## Exercise instructions
1: Can you reproduce word for word the part of the 3D vision lesson that begins at "Lesson: Recovering the" and stops after "grid of pixels."?
2: Answer these questions from the 3D vision lesson:
(a) Which dimension is lost when a camera projects a scene onto an image?
(b) What must a robot arm know about an object before it can pick it up?
(c) What did the generative work in Phase 3 lessons 10-12 generate?

## Excerpt
Lesson: Recovering the third dimension, 3D vision

A camera projects a three-dimensional scene onto a two-dimensional image. One dimension, depth, is lost in that projection. The world’s geometry is gone the moment the shutter fires; what comes out is a flat grid of pixels.

Most useful interaction with the world needs that geometry back. A self-driving car needs to know how far away the cyclist is, not just that there is a cyclist somewhere in the frame. A robot arm needs to know the 3D shape of an object before it can pick it up. An AR app needs to know where the floor is and how the room is structured to place a virtual object convincingly. The medical-imaging system in lesson 8 needs to measure a 3D tumor, not just outline its pixel projection.

This lesson covers how vision systems recover 3D structure from 2D images. It is a different shape of problem from everything in Phase 2 (which treated the image as the answer) and from generative work in Phase 3 lessons 10-12 (which generated images, not geometry). 3D vision asks a question images do not directly answer, and the techniques are correspondingly varied.

Stored data:

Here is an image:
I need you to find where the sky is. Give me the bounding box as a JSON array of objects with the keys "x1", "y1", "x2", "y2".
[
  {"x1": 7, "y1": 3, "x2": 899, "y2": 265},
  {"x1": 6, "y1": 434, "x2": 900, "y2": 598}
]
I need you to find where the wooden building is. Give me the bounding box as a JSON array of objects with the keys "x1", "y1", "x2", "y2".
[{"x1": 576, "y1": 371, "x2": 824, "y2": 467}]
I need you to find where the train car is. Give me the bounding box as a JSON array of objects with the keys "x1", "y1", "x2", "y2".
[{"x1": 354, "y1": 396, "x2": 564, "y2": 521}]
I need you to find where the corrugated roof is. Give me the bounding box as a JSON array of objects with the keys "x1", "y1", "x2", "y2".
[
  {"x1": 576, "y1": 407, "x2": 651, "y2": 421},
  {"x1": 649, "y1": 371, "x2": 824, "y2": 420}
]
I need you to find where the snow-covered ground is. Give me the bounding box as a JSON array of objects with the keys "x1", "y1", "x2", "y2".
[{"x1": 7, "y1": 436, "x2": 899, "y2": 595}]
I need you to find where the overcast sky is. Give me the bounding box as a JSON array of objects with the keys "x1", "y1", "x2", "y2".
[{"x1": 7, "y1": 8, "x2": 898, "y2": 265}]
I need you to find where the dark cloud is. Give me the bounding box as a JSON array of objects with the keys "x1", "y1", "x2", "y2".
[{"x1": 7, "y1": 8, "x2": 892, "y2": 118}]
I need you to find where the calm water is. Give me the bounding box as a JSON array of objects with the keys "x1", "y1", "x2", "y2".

## Per-task answers
1:
Lesson: Recovering the third dimension, 3D vision

A camera projects a three-dimensional scene onto a two-dimensional image. One dimension, depth, is lost in that projection. The world’s geometry is gone the moment the shutter fires; what comes out is a flat grid of pixels.

2:
(a) Depth.
(b) Its 3D shape.
(c) Images, not geometry.